TASKS TO COMPLETE —
a) In the pull request about adding backpressure to `Service`, what function does the commit add to the `Service` trait?
b) Carry the pull request about adding backpressure to `Service` forward from its final sentence.

PAGE TEXT —
Add backpresure capabilities to `Service` #6

carllerche · 2017-09-15T17:00:19Z

Currently, Service does not provide a mechanism by which it can signal to the
caller that it is at capacity. This commit adds a poll_ready function to the
Service trait. Callers are able to first check poll_ready before calling
Service::call.

poll_ready is expected to be a hint and will be implemented in a best effort
fashion. It is permitted for a Service to return Ready from poll_ready
and the next invocation of Service::call fails.

I will be adding more docs and examples before merging the PR.

Unresolved questions

poll_ready currently has an Err variant. What should this signify and is it needed at all?
Should the poll_ready error be the same as call?
Should there be a default poll_ready impl that always returns ready?
Should Service take &mut self or &self.

Fixes #3

Currently, `Service` does not provide a mechanism by which it can signal to the caller that it is at capacity. This commit adds a `poll_ready` function to the `Service` trait. Callers are able to first check `poll_ready` before calling `Service::call`. `poll_ready` is expected to be a hint and will be implemented in a best effort fashion. It is permitted for a `Service` to return `Ready` from `poll_ready` and the next invocation of `Service::call` fails.

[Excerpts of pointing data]
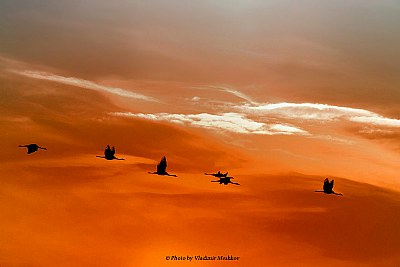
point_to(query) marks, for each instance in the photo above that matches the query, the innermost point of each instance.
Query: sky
(279, 93)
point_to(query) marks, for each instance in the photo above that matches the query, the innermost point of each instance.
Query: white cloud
(307, 111)
(83, 84)
(227, 90)
(232, 122)
(377, 120)
(320, 112)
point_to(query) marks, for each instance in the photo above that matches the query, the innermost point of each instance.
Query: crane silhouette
(162, 168)
(109, 154)
(223, 178)
(32, 148)
(218, 174)
(328, 188)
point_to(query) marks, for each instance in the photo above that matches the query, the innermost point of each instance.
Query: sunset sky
(279, 93)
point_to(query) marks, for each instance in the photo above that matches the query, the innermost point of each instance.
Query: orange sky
(279, 94)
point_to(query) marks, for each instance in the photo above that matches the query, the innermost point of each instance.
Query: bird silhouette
(162, 168)
(32, 148)
(218, 174)
(328, 188)
(224, 179)
(109, 154)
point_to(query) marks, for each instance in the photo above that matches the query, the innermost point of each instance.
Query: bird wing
(162, 166)
(326, 185)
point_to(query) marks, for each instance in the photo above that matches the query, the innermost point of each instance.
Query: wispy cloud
(231, 122)
(320, 112)
(83, 84)
(229, 90)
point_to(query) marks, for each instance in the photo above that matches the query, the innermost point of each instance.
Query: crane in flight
(162, 168)
(32, 148)
(109, 154)
(328, 188)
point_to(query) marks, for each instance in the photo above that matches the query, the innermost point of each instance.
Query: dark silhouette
(224, 179)
(109, 154)
(218, 174)
(328, 188)
(162, 168)
(32, 148)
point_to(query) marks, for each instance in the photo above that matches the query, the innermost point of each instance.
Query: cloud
(83, 84)
(377, 120)
(231, 122)
(307, 111)
(320, 112)
(227, 90)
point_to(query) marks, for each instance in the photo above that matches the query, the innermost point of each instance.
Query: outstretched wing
(327, 185)
(162, 166)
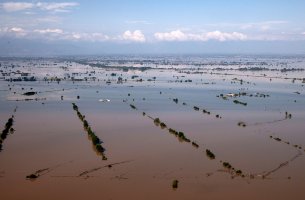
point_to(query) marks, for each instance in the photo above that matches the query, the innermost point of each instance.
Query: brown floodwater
(145, 159)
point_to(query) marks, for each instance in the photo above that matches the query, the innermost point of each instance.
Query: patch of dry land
(152, 127)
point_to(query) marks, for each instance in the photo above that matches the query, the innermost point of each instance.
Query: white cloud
(172, 36)
(136, 36)
(45, 31)
(15, 31)
(86, 37)
(138, 22)
(262, 26)
(55, 7)
(16, 6)
(178, 35)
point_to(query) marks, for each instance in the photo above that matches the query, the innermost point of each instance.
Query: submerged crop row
(8, 129)
(96, 142)
(181, 136)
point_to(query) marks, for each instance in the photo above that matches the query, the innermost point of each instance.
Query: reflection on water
(262, 160)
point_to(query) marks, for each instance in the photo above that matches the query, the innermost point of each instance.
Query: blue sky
(152, 26)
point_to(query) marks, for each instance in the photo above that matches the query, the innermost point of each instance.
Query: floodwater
(143, 159)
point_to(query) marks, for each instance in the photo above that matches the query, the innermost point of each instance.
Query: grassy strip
(96, 142)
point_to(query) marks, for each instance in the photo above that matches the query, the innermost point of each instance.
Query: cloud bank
(55, 7)
(178, 35)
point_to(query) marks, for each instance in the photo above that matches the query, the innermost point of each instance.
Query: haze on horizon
(152, 26)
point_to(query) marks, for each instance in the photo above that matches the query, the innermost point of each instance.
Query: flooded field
(152, 127)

ANSWERS GIVEN —
a) A `poll_ready` function.

b)
danburkert · 2017-09-15T17:52:28Z

The combination of poll_ready not being a guarantee, and not having a Poll-style NotReady return variant from call pretty much guarantees that Service implementations' error type will have to include a NotReady(Request), no? I think this is going to be very boilerplate-y to handle both in the service impl and in the caller.

carllerche · 2017-09-15T18:03:38Z

@danburkert well, I would say that services that can't guarantee poll_ready can return the request in the error slot if possible, or in some cases the request will be lost. This will be up to the service implementation to do what fits best.

seanmonstar · 2017-09-15T19:33:38Z

examples/channel_service.rs

+
+    fn poll_ready(&mut self) -> Poll<(), Error> {
+        self.tx.lock().unwrap().poll_ready()
+            .map_err(|_| Error::AtCapacity)


The semantics of poll_ready are that Async::NotReady is to mean at-capacity, but the capacity can reduce in the future. So, should this use poll_ready().or(Ok(Async::NotReady)?

seanmonstar · 2017-09-15T19:34:51Z

src/lib.rs

+    /// This is a **best effort** implementation. False positives are permitted.
+    /// It is permitted for the service to return `Ready` from a `poll_ready`
+    /// call and the next invocation of `call` results in an error.
+    fn poll_ready(&mut self) -> Poll<(), Self::Error>;


The Err variant is to mean that the Service is in an unrecoverable state, and will never be ready again?

I don't know if it means that it is in a permanently unrecoverable state... maybe it does...

It could be used to signal shutdown maybe. I'd say it is a TBD.

I added a list of unresolved questions to the PR.

danburkert · 2017-09-15T19:55:13Z

examples/channel_service.rs

+#[derive(Debug)]
+pub struct ChannelService {
+    // Send the request and a oneshot Sender to push the response into.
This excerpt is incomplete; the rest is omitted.